(Bounding-box records)
==========
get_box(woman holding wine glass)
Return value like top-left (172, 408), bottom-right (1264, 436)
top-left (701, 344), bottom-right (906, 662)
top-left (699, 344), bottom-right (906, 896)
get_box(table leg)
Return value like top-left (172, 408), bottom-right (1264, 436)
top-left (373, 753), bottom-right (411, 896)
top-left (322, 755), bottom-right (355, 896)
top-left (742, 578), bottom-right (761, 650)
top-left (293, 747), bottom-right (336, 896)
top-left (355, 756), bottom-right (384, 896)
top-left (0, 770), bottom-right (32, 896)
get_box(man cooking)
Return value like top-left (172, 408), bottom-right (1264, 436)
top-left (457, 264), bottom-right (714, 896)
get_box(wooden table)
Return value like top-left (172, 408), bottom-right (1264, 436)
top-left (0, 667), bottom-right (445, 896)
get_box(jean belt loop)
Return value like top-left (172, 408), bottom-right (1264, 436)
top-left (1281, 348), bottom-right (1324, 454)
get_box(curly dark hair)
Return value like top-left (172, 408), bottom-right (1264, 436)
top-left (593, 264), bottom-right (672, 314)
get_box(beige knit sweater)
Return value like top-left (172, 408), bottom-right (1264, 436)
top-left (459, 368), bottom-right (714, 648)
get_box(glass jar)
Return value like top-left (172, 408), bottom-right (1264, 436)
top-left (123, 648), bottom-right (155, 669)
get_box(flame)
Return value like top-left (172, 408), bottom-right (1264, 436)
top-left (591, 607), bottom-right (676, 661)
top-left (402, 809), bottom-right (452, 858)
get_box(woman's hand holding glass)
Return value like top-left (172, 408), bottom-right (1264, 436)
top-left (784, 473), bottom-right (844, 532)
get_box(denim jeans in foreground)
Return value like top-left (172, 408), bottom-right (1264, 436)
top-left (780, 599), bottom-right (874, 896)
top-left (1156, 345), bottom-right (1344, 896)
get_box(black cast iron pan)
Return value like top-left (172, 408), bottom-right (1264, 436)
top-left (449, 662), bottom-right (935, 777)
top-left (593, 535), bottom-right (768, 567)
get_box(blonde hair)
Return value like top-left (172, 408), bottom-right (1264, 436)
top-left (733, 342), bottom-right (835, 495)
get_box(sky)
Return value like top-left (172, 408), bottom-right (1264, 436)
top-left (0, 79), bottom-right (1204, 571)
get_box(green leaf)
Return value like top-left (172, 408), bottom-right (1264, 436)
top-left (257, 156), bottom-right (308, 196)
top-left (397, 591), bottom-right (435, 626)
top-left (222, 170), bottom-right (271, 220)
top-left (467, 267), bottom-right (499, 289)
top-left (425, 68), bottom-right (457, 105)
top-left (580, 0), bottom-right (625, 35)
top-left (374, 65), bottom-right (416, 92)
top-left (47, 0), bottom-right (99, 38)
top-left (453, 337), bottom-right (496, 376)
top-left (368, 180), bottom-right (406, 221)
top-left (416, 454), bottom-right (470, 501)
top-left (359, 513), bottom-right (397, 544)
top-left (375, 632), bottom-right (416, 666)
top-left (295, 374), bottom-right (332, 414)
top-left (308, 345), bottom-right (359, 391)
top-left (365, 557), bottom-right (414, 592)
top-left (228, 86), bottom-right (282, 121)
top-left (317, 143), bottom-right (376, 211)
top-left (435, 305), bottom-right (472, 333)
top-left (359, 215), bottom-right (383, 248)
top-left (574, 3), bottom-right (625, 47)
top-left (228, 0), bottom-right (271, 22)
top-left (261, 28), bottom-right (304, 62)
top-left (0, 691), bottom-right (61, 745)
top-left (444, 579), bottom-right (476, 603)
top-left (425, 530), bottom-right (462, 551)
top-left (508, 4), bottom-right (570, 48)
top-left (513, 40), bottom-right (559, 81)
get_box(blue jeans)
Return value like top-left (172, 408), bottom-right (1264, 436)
==========
#### [Stated task]
Return the lines from the start of the records through the line containing "top-left (593, 535), bottom-right (768, 567)" word for word, with both ends included.

#### [Response to this exercise]
get_box(woman holding wine glass)
Return value like top-left (172, 408), bottom-right (1264, 436)
top-left (701, 344), bottom-right (906, 662)
top-left (699, 344), bottom-right (906, 896)
get_box(table leg)
Return value like top-left (172, 408), bottom-right (1264, 436)
top-left (373, 753), bottom-right (411, 896)
top-left (322, 755), bottom-right (355, 896)
top-left (742, 578), bottom-right (761, 650)
top-left (293, 747), bottom-right (336, 896)
top-left (355, 756), bottom-right (384, 896)
top-left (0, 770), bottom-right (32, 896)
get_box(man cooking)
Return value like top-left (172, 408), bottom-right (1264, 436)
top-left (457, 264), bottom-right (714, 896)
get_box(wooden table)
Return value like top-left (172, 408), bottom-right (1264, 436)
top-left (0, 667), bottom-right (445, 896)
get_box(jean belt loop)
Return value like top-left (172, 408), bottom-right (1264, 436)
top-left (1281, 348), bottom-right (1324, 454)
get_box(curly dark hair)
Return value like top-left (172, 408), bottom-right (1264, 436)
top-left (593, 264), bottom-right (672, 314)
get_box(beige knit sweater)
Return value like top-left (172, 408), bottom-right (1264, 436)
top-left (459, 368), bottom-right (714, 648)
get_box(glass jar)
Return value like top-left (172, 408), bottom-right (1264, 436)
top-left (123, 648), bottom-right (155, 669)
get_box(flame)
Return value like top-left (172, 408), bottom-right (1264, 436)
top-left (591, 607), bottom-right (676, 661)
top-left (402, 809), bottom-right (452, 858)
get_box(woman's hand holding glass)
Return value like top-left (172, 408), bottom-right (1264, 436)
top-left (784, 473), bottom-right (844, 532)
get_box(denim jeans in foreground)
Return value like top-left (172, 408), bottom-right (1264, 436)
top-left (780, 599), bottom-right (874, 896)
top-left (1156, 345), bottom-right (1344, 896)
get_box(black cast iron pan)
Return value like top-left (172, 408), bottom-right (1264, 436)
top-left (449, 662), bottom-right (935, 777)
top-left (593, 535), bottom-right (768, 567)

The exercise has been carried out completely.